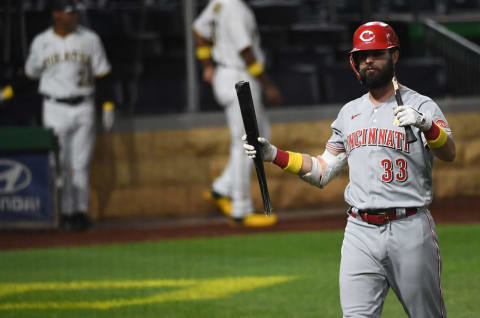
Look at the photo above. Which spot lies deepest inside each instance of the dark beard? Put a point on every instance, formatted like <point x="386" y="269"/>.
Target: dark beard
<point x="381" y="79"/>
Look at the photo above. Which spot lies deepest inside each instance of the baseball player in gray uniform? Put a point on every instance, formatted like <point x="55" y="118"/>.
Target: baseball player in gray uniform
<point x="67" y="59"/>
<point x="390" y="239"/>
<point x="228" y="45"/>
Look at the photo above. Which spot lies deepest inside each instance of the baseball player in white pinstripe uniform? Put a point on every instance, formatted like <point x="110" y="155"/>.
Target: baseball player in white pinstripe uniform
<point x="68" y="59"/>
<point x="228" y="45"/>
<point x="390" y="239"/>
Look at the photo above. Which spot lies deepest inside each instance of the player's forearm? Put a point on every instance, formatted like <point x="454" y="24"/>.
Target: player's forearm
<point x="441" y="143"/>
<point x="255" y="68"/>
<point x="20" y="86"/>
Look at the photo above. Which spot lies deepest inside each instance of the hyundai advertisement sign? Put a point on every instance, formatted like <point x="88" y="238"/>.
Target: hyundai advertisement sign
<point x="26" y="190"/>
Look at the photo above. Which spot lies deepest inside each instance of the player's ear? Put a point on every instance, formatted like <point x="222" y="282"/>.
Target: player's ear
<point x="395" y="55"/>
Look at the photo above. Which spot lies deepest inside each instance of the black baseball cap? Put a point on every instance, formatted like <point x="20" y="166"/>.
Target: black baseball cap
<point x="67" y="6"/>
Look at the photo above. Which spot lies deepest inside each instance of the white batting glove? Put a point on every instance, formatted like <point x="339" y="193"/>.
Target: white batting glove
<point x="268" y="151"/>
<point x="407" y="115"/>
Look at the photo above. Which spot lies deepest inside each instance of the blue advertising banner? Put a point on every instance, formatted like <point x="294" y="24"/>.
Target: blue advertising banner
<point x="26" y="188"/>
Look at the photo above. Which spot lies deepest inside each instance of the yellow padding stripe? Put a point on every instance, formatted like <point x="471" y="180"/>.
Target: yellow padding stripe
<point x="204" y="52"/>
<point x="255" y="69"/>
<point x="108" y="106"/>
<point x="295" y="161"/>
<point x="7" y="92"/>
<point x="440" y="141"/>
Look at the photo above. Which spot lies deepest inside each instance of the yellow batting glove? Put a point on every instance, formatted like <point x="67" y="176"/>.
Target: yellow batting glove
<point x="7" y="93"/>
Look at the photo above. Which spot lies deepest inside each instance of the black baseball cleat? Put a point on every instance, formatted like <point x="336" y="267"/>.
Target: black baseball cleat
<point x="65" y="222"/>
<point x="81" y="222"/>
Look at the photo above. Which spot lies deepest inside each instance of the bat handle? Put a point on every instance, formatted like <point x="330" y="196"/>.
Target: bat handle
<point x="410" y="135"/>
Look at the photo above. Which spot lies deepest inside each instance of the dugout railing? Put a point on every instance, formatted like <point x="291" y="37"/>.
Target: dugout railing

········

Quote the full listing above word for word; exclude every picture from the copy.

Look at the photo above. Which spot lies deepest inside each instance of the dark beard? Put a point on every instance, formatted like <point x="386" y="269"/>.
Target: dark beard
<point x="381" y="79"/>
Look at the photo above. Which spot lies deepest inside each instance of the baseball player in gray uniform? Put a point on every instance, formatted like <point x="55" y="118"/>.
Target: baseball player in gray uniform
<point x="67" y="59"/>
<point x="390" y="239"/>
<point x="228" y="45"/>
Look at the photo above. Which spot lies deepest inside each instance of the baseball player in white pinstripe uniform? Put a point on every instance, formatted like <point x="110" y="155"/>.
Target: baseball player in white pinstripe uniform
<point x="68" y="59"/>
<point x="228" y="45"/>
<point x="390" y="239"/>
Look at the photo above. Which spot lies deepest inside each instance of the player's forearm? Put a point on every instance, formatted like <point x="454" y="24"/>.
Target: player's forearm
<point x="441" y="143"/>
<point x="255" y="68"/>
<point x="20" y="86"/>
Look at the photo above. Which spot lies deepest inside each instance of the hyundai advertisement sign? Put a point on every instance, formatted like <point x="88" y="238"/>.
Target: hyundai advertisement sign
<point x="26" y="190"/>
Look at the photo above. Which spot lies deepest inside each instance of the player's ear? Put a point on every instance, formatted like <point x="222" y="282"/>.
Target: player's ear
<point x="395" y="55"/>
Look at the photo above. Which spot lies deepest inside each instance of the black baseball cap? Put a point on every instance, formatted like <point x="20" y="166"/>.
Target: black baseball cap
<point x="67" y="6"/>
Look at the photo above. Which spot lies deepest inside each instance of the white batting glove? Put a point on every instance, formatted like <point x="339" y="193"/>.
Target: white batting glove
<point x="268" y="151"/>
<point x="407" y="115"/>
Look at the photo above. Which spot lies deepest inside each instance of the blue advertising banner? Put a point on every instance, formatted like <point x="294" y="24"/>.
Target: blue advertising banner
<point x="26" y="188"/>
Look at the photo above. Which spot lies deepest inside each instance of the yellow padding stripe? Put a point on every instance, formatted like <point x="471" y="180"/>.
Target: yellow padding stripe
<point x="204" y="52"/>
<point x="255" y="69"/>
<point x="108" y="106"/>
<point x="295" y="161"/>
<point x="7" y="92"/>
<point x="440" y="141"/>
Look at the photo above. Which spot lies deepest inside each instance of the yellow batting glove? Put a point on every instance, formatted like <point x="67" y="176"/>.
Target: yellow batting glove
<point x="7" y="93"/>
Look at the photo above. Which spot lies deepest inside each instance of the black baseball cleat? Put a point on every instance, formatted like <point x="336" y="267"/>.
Target: black baseball cleat
<point x="65" y="222"/>
<point x="81" y="222"/>
Look at the photo above. Which spot lies deepest inside each instance of the bat handle? Put a point on every instance, formatted like <point x="330" y="196"/>.
Target: bat handle
<point x="410" y="135"/>
Look at the photo above. Which spot lies deepest inside each instance of the dugout railing? Put a point on every instance, formatted like <point x="291" y="37"/>.
Target: dugout railing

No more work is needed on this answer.